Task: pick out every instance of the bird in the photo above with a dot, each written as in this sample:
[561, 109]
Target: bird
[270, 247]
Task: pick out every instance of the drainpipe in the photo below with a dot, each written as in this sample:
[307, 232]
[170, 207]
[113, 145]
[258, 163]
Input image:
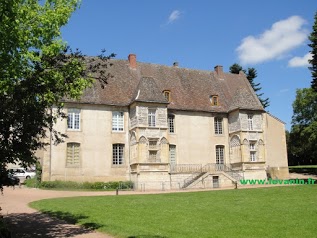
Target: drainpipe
[50, 167]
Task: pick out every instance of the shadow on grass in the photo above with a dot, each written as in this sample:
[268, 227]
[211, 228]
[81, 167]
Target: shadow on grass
[147, 236]
[47, 225]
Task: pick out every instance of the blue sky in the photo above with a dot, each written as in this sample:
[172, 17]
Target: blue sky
[270, 36]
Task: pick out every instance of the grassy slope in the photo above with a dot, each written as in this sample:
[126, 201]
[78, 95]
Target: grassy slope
[266, 212]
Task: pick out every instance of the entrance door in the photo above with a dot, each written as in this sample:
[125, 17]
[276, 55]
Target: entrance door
[219, 158]
[172, 156]
[215, 181]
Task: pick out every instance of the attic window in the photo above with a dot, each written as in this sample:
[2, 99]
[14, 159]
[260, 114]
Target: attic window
[214, 100]
[167, 95]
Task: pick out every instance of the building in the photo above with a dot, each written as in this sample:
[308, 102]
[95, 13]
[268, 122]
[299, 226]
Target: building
[166, 127]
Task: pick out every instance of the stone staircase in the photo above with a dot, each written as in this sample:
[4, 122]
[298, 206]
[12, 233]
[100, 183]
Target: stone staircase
[210, 168]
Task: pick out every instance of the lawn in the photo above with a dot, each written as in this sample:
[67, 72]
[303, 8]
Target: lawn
[261, 212]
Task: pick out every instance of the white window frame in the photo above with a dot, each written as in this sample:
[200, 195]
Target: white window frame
[117, 154]
[218, 125]
[250, 122]
[172, 154]
[220, 154]
[171, 123]
[152, 117]
[252, 156]
[73, 119]
[118, 121]
[153, 156]
[252, 146]
[73, 154]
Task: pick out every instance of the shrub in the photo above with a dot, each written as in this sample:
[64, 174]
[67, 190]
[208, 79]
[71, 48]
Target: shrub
[57, 184]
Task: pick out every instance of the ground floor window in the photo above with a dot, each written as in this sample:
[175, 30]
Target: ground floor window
[220, 154]
[252, 156]
[172, 154]
[73, 155]
[117, 154]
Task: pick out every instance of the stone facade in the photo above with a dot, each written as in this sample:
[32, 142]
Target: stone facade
[159, 144]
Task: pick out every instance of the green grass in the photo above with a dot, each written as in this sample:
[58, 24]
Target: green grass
[263, 212]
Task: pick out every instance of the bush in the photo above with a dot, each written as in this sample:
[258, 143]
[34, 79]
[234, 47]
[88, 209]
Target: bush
[80, 186]
[4, 231]
[303, 170]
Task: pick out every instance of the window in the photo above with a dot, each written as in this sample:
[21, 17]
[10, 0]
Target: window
[151, 117]
[167, 95]
[170, 121]
[218, 126]
[73, 155]
[220, 154]
[117, 154]
[252, 146]
[153, 156]
[250, 122]
[214, 100]
[252, 156]
[73, 119]
[172, 154]
[153, 144]
[117, 121]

########

* What needs to be done *
Copy the records exactly as they appear, excluding images.

* Result of this exercise *
Task: pick out every instance of the bird in the photo above with a dot, each written as in this sample:
[561, 109]
Target: bird
[270, 247]
Task: pick out every instance of the drainpipe in the photo below with a dot, each written as in this sample:
[307, 232]
[170, 207]
[113, 145]
[258, 163]
Input image:
Target: drainpipe
[50, 167]
Task: pick out every instance of the shadow on grass in the photo above with a dot, each written as in this sample:
[268, 227]
[211, 228]
[81, 167]
Target: shadow on grass
[147, 236]
[47, 225]
Task: pick out every instance of the blue sky in the photo above with a dot, each written as in this sample:
[172, 17]
Target: blue sky
[270, 36]
Task: pick out every instance of the grassy slope in the photo above with a dot, each written as in this sample:
[126, 201]
[78, 95]
Target: grassy slope
[266, 212]
Task: pick out every instance of the entrance door in the photo above with a dot, each written as in this sample:
[125, 17]
[276, 55]
Target: entrance door
[219, 158]
[172, 156]
[215, 181]
Task: pick out every instance of the attic window in the photo above with a dot, each written as in this sample:
[2, 99]
[14, 159]
[260, 114]
Target: attic window
[214, 100]
[167, 95]
Task: pick out every instance of the building in the photo above with a dot, each written as in this sample:
[308, 102]
[95, 13]
[268, 122]
[299, 226]
Target: building
[166, 127]
Task: pick out every instance of the stone staircase in the photo above with a dot, each written as in this sample:
[4, 122]
[298, 206]
[12, 233]
[100, 183]
Target: stone staircase
[210, 168]
Task: pick out every instance of the lawn in the photo above with a dot, each written as in this sample:
[67, 72]
[303, 8]
Target: lawn
[261, 212]
Task: pick out every instance of the white window frame in the photo above with a dot, each written as in this sample:
[200, 195]
Target: white window frame
[117, 154]
[218, 125]
[250, 122]
[172, 154]
[220, 154]
[171, 123]
[152, 117]
[252, 156]
[73, 119]
[118, 121]
[153, 156]
[252, 146]
[73, 154]
Task: pick out every instance of the shrub in the photo above with a dot, each written as in this sample:
[64, 174]
[67, 190]
[208, 79]
[71, 48]
Target: shrub
[57, 184]
Task: pick out every instance of the ground floor window in the photo above with a dot, each written as in this sample:
[175, 30]
Target: ground floor window
[220, 154]
[252, 156]
[172, 154]
[73, 155]
[117, 154]
Task: pick out every instance of the stone facade in the photo above with a dot, each written as in this sample:
[32, 142]
Target: stone facade
[159, 144]
Task: pick out every instance of the green grass in the photo above with a dot, each written as in this sample:
[58, 24]
Target: green grass
[263, 212]
Task: pick out every instance of the bush in the photo above with a dot, each written as in this sample:
[258, 143]
[34, 79]
[234, 47]
[88, 209]
Target: bush
[80, 186]
[4, 231]
[303, 170]
Task: pick out every instance of the window in the photo above with a dot, each written as in this sample:
[21, 17]
[10, 0]
Target: window
[151, 117]
[167, 95]
[170, 121]
[218, 126]
[73, 155]
[220, 154]
[117, 154]
[252, 146]
[153, 156]
[250, 122]
[214, 100]
[252, 156]
[73, 119]
[172, 154]
[153, 144]
[117, 121]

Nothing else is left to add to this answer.